Start Data to use

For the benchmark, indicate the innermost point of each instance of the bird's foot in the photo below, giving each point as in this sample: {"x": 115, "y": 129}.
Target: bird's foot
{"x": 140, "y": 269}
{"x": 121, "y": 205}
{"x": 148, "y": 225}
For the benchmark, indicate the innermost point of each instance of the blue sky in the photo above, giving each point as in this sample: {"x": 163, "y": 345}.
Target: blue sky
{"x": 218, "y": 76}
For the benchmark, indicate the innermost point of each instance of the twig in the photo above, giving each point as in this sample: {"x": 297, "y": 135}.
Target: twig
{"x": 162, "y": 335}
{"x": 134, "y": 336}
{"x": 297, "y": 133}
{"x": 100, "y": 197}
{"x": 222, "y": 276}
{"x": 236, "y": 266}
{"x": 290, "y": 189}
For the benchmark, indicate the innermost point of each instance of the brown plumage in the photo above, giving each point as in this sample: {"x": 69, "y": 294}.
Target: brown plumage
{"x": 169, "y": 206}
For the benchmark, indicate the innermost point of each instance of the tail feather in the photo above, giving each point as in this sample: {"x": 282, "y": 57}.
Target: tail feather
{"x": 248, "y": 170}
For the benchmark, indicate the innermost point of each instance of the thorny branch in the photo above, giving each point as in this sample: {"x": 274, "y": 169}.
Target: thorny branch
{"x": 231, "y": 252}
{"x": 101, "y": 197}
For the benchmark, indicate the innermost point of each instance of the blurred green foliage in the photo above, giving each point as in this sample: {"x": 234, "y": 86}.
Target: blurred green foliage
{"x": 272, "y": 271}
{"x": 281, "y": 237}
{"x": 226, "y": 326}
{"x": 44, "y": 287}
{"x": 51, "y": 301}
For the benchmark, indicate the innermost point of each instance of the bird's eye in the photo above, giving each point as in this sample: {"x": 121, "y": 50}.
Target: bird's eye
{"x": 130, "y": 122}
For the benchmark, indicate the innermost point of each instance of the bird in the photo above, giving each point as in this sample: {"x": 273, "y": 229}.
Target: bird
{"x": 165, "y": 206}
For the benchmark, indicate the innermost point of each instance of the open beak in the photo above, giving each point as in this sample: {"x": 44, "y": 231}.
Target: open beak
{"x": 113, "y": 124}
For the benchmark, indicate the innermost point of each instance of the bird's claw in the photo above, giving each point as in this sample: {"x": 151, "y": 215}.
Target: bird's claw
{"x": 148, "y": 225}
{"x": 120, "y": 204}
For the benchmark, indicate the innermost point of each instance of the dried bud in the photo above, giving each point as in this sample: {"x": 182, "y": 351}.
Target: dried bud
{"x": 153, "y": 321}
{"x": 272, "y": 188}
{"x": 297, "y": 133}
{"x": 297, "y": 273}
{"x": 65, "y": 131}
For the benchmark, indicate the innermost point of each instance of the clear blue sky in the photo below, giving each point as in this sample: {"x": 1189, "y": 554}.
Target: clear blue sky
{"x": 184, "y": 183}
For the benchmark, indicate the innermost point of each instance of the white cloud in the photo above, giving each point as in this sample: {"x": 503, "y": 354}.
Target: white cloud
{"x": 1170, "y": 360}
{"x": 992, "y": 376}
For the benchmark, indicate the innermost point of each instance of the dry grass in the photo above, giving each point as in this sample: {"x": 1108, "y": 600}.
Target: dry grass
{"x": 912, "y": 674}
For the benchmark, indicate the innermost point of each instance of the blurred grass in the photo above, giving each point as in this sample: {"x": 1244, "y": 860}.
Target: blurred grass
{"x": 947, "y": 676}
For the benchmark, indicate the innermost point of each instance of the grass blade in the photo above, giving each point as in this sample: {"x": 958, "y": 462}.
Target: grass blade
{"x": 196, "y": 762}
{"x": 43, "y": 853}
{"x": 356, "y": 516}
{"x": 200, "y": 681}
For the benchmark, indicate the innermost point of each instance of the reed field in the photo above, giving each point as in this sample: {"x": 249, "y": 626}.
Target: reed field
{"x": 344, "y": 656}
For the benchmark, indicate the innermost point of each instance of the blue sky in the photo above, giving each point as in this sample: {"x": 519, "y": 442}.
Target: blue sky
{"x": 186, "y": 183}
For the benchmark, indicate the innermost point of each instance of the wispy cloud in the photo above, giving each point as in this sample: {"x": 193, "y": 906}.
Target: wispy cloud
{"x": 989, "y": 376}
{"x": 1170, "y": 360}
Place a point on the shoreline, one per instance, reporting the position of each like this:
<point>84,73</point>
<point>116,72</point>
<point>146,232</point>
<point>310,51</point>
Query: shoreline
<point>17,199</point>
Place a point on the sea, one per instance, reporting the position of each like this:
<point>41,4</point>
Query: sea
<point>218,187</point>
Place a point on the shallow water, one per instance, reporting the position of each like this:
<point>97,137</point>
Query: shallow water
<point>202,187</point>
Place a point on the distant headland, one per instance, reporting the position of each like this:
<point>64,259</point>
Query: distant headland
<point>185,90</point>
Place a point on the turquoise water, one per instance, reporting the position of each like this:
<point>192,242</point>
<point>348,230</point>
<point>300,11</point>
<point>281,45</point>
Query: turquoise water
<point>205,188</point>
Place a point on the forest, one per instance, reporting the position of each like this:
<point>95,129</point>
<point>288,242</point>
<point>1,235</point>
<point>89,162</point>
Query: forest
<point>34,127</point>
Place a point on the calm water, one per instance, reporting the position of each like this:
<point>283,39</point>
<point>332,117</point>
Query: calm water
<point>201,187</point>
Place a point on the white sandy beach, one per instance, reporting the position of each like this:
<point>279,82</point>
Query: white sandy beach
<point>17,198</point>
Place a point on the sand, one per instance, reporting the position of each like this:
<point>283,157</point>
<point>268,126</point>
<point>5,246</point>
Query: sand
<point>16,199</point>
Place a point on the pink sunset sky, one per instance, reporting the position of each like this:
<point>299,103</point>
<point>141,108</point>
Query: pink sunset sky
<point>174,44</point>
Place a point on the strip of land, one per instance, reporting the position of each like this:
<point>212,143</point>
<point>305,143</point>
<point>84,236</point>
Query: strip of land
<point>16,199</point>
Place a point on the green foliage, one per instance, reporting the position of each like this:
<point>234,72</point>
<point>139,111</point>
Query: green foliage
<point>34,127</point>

End Data to use

▶ _Task_
Add 130 to every coordinate in the answers of the data, starting with the line that contains "Place a point on the strip" and going on through the end of the data, and write out every line in that span, with the unchanged lines copied as they are.

▶ _Exercise response_
Place a point on the strip of land, one per instance, reporting the position of each like this:
<point>212,143</point>
<point>305,143</point>
<point>84,236</point>
Query: strip of land
<point>146,329</point>
Place a point on the green foliage, one per instance, reporting the position of each like this:
<point>234,72</point>
<point>139,111</point>
Query: green foliage
<point>164,257</point>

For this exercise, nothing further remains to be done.